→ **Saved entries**
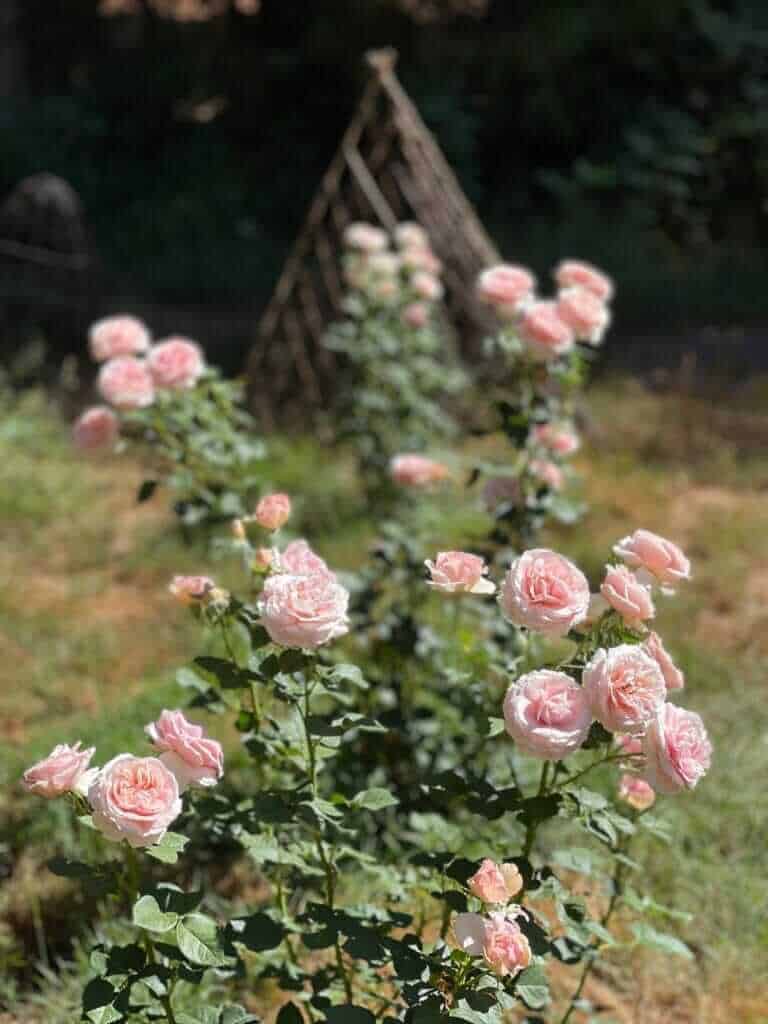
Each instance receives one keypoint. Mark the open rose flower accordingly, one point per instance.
(95, 428)
(658, 557)
(497, 938)
(636, 793)
(126, 383)
(65, 770)
(194, 758)
(304, 611)
(678, 752)
(544, 333)
(672, 675)
(545, 592)
(272, 511)
(576, 273)
(625, 688)
(627, 595)
(135, 800)
(116, 336)
(507, 288)
(417, 470)
(175, 364)
(547, 714)
(459, 572)
(585, 313)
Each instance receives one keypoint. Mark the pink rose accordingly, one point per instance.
(192, 590)
(677, 750)
(560, 439)
(507, 288)
(126, 383)
(574, 273)
(663, 559)
(545, 592)
(194, 758)
(673, 677)
(459, 572)
(543, 332)
(585, 313)
(548, 473)
(625, 688)
(416, 470)
(95, 428)
(416, 315)
(547, 714)
(426, 286)
(65, 770)
(299, 559)
(636, 793)
(366, 238)
(303, 611)
(497, 938)
(115, 336)
(627, 595)
(135, 800)
(175, 364)
(272, 511)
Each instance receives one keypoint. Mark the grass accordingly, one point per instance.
(89, 643)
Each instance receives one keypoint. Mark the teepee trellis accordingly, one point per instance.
(388, 168)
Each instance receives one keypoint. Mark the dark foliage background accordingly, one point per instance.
(634, 134)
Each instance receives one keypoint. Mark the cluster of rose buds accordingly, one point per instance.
(407, 276)
(131, 798)
(549, 713)
(133, 371)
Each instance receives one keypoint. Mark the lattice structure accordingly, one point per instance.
(387, 169)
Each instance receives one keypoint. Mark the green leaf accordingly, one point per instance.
(198, 939)
(375, 800)
(146, 914)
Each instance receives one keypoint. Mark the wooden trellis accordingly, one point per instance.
(388, 168)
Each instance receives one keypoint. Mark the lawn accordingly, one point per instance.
(90, 641)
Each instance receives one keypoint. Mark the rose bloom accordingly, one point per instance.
(192, 590)
(636, 793)
(272, 511)
(95, 428)
(135, 800)
(545, 592)
(627, 595)
(366, 238)
(426, 286)
(115, 336)
(506, 287)
(194, 758)
(303, 611)
(673, 677)
(65, 770)
(660, 558)
(544, 334)
(175, 364)
(497, 938)
(299, 559)
(411, 236)
(585, 313)
(625, 688)
(574, 273)
(126, 383)
(416, 314)
(560, 439)
(548, 473)
(677, 750)
(459, 572)
(547, 714)
(417, 470)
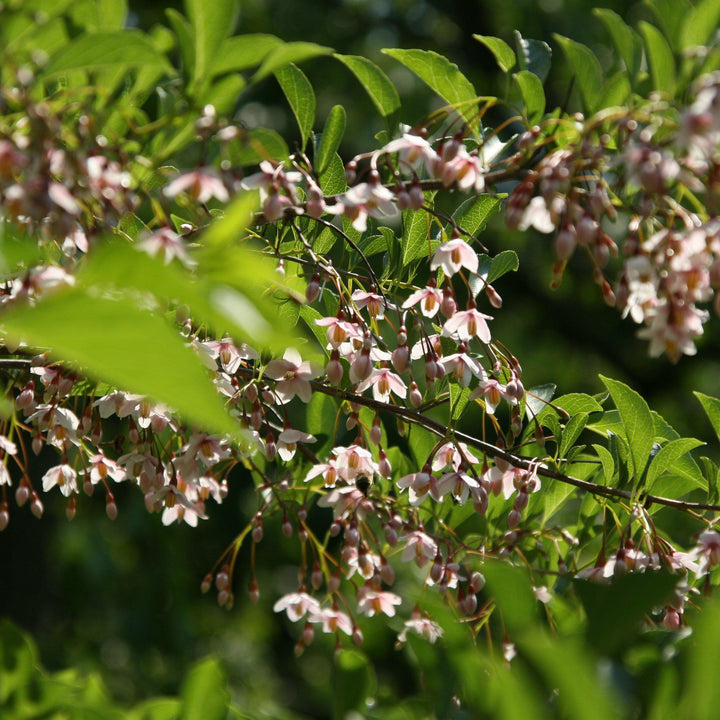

→ **TASK BRIEF**
Every line from the one containing "Each instance receives one keypoint. Mark the teepee" through the last line of the data, both included, is to be repeated exactly; the pictures are to be left out.

→ **SOLUTION TO THIS TASK**
Each instance receives one keypoint. Mark the teepee trellis accordingly, one point per instance.
(388, 168)
Each instance receives one keypoint. Mark the dark foliage background accordingly, one point per instance.
(634, 134)
Each instance receives one keypoint. Mark the cluster of rose buds accordingly, one point per instance.
(407, 276)
(131, 798)
(549, 713)
(133, 371)
Each instance receives one keypoint. Mark the lattice structure accordingly, one point per instance.
(387, 169)
Each instance receives one keypoint. Mark the green leaf accordingly, one point per instance.
(198, 939)
(375, 800)
(146, 914)
Each instance receives one keypoint. Mark the wooden trellis accordingly, one point per instance.
(388, 168)
Each instance receives one keypoint. Mark the lawn accordingly, one point per instance.
(90, 641)
Each instance receives one keypoint. Mark the rose bloom accordingly, one point per instance.
(192, 590)
(636, 793)
(272, 511)
(95, 428)
(135, 800)
(545, 592)
(627, 595)
(366, 238)
(426, 286)
(115, 336)
(506, 287)
(194, 758)
(303, 611)
(673, 677)
(65, 770)
(660, 558)
(544, 334)
(175, 364)
(497, 938)
(299, 559)
(411, 236)
(585, 313)
(625, 688)
(574, 273)
(126, 383)
(416, 314)
(560, 439)
(548, 473)
(677, 750)
(459, 572)
(547, 714)
(417, 470)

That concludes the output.